• **DATA FOR THE TASK**
-=-=-
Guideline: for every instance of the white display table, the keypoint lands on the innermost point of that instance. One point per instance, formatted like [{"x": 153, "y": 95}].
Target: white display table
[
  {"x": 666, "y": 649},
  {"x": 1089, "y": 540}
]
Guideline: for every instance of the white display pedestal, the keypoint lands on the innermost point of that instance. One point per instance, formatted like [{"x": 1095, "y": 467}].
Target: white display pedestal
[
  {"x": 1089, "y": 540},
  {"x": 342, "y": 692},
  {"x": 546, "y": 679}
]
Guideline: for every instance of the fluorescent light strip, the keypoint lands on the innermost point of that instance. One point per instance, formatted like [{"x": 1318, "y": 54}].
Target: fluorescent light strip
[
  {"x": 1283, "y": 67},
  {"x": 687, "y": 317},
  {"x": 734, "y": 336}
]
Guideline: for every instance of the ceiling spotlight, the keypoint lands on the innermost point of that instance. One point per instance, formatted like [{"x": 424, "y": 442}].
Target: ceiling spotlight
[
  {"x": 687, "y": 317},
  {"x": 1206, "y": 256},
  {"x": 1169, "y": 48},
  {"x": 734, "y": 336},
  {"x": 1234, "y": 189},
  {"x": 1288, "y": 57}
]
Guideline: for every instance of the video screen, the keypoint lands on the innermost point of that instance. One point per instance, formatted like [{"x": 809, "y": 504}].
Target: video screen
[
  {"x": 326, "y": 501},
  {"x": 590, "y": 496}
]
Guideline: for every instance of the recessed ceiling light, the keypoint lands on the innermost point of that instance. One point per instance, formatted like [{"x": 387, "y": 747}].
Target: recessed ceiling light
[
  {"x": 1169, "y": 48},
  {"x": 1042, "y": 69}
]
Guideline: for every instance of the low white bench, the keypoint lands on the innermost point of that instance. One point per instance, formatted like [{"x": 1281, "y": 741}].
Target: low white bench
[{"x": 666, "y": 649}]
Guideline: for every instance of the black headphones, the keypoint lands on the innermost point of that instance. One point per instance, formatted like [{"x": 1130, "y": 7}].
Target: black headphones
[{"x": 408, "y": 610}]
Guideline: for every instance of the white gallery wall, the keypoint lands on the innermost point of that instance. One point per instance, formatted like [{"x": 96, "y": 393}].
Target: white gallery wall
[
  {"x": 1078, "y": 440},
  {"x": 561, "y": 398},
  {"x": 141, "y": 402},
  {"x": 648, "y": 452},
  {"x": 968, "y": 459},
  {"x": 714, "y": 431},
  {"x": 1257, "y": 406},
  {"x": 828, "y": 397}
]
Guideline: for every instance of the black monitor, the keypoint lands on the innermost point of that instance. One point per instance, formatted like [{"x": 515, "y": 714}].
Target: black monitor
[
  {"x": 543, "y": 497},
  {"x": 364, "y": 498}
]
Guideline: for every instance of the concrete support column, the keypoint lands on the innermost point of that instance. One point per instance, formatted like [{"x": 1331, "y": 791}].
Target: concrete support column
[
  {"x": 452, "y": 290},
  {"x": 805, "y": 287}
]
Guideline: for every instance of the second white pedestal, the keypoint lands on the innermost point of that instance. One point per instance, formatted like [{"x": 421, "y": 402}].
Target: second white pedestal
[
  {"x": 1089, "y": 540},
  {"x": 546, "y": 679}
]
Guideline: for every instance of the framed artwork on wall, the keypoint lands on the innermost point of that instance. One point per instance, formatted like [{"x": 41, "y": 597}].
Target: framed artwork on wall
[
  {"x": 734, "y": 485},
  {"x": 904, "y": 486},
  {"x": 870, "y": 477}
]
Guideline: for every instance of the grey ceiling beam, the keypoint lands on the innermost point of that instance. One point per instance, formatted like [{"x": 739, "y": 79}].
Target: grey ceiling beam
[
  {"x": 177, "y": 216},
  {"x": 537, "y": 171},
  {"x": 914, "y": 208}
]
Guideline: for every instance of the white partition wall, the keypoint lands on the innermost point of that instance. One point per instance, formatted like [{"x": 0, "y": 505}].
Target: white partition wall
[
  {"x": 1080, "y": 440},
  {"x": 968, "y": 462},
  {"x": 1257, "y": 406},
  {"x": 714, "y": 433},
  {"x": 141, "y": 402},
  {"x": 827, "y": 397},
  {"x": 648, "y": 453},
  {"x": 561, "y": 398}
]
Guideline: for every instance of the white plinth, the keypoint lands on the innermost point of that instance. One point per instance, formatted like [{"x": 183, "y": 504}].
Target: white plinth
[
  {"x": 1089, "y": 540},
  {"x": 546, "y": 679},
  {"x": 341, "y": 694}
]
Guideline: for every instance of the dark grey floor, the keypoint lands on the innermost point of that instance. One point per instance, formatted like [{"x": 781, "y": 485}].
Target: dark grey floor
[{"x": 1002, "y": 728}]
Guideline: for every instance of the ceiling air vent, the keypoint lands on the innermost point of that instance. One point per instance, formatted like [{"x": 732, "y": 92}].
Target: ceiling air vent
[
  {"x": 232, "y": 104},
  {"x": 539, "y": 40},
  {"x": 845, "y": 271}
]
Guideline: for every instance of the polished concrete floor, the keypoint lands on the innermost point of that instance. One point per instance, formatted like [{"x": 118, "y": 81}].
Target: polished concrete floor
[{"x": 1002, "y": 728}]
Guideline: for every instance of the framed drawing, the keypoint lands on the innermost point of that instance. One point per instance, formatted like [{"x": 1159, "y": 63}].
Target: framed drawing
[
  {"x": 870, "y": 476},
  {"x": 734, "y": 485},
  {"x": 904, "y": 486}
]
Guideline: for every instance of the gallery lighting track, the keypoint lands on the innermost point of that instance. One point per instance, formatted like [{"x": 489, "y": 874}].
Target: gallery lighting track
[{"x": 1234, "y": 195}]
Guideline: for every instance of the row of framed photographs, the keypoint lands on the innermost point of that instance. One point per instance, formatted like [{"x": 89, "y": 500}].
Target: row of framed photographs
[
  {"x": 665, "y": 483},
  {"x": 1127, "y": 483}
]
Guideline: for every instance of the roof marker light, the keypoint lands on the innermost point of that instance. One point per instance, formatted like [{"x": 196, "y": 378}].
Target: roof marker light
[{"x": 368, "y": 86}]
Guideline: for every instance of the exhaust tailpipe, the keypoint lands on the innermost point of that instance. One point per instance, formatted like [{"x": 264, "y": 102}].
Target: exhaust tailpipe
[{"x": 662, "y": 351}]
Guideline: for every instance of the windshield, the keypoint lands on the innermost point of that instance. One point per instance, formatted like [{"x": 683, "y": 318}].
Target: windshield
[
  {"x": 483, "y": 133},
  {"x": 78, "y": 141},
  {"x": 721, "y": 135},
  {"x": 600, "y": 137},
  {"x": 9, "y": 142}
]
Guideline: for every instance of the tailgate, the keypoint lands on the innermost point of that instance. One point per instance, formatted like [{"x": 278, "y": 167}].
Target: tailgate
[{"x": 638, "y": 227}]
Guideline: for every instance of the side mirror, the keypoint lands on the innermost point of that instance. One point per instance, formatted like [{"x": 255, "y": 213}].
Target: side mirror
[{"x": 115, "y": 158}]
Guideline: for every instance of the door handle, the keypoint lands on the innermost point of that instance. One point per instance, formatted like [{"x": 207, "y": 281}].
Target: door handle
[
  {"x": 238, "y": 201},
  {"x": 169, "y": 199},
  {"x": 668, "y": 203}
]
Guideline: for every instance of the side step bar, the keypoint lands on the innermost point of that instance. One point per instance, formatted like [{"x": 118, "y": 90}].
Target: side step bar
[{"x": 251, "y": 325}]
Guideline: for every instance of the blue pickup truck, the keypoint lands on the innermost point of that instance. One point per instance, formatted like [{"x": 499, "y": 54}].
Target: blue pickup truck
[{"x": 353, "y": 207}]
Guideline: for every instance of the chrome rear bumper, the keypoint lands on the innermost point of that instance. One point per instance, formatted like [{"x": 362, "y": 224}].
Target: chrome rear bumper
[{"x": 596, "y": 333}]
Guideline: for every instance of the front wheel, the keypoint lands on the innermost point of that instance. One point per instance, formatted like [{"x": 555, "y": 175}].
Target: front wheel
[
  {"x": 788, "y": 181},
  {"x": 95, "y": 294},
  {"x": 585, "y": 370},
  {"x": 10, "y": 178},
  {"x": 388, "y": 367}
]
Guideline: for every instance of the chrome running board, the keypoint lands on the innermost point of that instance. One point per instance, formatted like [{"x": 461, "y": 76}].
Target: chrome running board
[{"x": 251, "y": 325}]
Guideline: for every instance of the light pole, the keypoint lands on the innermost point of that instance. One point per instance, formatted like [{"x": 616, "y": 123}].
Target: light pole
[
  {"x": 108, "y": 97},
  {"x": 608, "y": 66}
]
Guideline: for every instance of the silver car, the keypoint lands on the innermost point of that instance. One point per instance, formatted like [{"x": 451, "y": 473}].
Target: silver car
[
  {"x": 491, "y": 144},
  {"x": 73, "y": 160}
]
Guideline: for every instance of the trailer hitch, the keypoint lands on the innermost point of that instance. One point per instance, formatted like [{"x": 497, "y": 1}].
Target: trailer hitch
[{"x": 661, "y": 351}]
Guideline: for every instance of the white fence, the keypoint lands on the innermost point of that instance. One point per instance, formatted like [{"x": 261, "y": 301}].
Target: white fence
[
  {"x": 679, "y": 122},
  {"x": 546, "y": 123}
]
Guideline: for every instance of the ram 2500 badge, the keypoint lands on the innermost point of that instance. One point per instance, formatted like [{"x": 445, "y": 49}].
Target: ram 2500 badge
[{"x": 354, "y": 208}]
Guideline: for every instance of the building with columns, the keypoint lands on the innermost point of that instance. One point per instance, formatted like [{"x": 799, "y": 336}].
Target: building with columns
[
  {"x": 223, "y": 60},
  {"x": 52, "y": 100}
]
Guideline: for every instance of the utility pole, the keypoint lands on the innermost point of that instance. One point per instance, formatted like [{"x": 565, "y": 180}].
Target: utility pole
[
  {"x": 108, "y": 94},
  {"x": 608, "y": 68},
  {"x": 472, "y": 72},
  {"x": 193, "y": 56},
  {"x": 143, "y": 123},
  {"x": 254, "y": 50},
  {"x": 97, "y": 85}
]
-=-=-
• **EXERCISE INSTRUCTIONS**
Repeat only the lines from the one holding "Guideline: for every instance of the building" through the last line of the data.

• **PROBLEM SOLUTION**
Guideline: for every instance of the building with columns, the keypoint lands on the innermost point of that instance. One point per instance, formatted like [{"x": 799, "y": 336}].
Target: building with columns
[
  {"x": 223, "y": 60},
  {"x": 52, "y": 100}
]
Guideline: for every instance of the utility pole, the keypoint lands on the innermost point of that instance. One point per instance, formatted like [{"x": 565, "y": 180}].
Target: utility pole
[
  {"x": 108, "y": 94},
  {"x": 608, "y": 68},
  {"x": 472, "y": 72},
  {"x": 193, "y": 56},
  {"x": 143, "y": 123},
  {"x": 254, "y": 50},
  {"x": 97, "y": 85}
]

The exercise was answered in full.